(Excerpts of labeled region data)
▶

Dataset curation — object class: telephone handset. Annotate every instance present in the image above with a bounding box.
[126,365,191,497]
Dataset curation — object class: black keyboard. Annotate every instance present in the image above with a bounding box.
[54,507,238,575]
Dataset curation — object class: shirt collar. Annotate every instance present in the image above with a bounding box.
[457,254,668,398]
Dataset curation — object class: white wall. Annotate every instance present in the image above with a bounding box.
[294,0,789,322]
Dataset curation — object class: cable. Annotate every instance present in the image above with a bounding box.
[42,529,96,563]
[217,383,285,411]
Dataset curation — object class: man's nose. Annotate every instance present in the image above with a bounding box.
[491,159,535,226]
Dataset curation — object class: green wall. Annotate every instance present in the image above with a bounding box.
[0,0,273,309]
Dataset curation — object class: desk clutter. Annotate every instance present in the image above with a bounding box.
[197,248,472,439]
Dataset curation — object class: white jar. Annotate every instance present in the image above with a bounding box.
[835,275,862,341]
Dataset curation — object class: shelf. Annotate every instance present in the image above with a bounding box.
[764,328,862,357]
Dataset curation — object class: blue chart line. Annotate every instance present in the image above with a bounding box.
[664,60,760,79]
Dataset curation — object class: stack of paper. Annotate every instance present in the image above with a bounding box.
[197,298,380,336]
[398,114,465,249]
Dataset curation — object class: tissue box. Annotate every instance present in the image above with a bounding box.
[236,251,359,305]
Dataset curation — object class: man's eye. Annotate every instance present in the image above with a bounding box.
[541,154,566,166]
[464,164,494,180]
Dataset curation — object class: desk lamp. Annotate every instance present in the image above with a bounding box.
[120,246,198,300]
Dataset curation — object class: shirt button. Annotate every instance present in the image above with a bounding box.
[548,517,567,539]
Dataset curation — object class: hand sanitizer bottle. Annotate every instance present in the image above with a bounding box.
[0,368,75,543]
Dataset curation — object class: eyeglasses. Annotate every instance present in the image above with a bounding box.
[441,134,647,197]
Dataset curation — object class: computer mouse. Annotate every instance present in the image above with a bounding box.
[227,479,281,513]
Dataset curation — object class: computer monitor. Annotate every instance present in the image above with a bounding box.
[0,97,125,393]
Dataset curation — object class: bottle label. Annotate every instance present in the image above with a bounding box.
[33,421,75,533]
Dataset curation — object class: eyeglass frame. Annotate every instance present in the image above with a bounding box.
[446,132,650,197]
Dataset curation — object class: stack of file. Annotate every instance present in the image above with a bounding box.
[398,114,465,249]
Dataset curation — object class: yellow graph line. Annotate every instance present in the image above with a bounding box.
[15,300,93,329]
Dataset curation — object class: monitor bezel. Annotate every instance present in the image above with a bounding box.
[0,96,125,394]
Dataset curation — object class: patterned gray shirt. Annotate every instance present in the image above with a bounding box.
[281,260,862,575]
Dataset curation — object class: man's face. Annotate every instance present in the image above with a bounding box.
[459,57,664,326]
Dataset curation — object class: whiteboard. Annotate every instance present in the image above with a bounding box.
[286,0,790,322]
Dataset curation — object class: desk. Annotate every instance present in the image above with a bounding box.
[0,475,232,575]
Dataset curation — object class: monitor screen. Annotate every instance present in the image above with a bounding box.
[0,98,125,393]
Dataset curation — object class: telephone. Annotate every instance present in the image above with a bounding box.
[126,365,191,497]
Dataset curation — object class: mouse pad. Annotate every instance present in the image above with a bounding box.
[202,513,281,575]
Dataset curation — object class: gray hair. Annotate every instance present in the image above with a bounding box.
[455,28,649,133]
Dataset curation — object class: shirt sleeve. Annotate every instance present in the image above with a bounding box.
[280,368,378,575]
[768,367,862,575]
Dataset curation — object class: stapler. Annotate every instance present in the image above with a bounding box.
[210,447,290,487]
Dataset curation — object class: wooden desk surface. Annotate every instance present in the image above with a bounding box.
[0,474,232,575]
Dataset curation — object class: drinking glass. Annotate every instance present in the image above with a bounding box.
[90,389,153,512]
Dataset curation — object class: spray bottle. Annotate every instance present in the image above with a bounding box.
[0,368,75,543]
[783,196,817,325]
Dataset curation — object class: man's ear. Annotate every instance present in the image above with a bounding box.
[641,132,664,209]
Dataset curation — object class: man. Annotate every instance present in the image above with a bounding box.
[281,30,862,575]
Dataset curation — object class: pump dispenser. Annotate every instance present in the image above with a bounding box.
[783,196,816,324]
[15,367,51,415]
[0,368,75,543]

◀

What you should do. Rescale the rows from the line with "Dataset curation — object class: tissue" through the line with "[441,134,647,197]", both ends included. Rewrite every line in that span, keeping the text lines unchanged, and multiply each bounding-box coordinate by 2, rounding to whole numbers with halves going up.

Solution.
Dataset curation — object class: tissue box. Annotate every instance present in the image above with a bounding box.
[472,502,718,610]
Dataset curation — object class: man's eye. Annotate every instance present in the image above with a bounding box.
[1082,308,1132,332]
[928,328,988,360]
Dataset curation — object class: desk lamp. Annotate every instance present in the image above with a bounding box.
[240,492,396,600]
Dataset curation — object class: shirt button. Annotate every instance present in the image above with a bounding box.
[1096,1034,1134,1078]
Dataset curation — object class: hand sanitizer bottle. Annotate every instance present in the image above with a bounding box.
[0,736,150,1086]
Dataset curation — object class: eyeglasses. Annotate every instance present in the image above with a bounding box.
[882,268,1294,394]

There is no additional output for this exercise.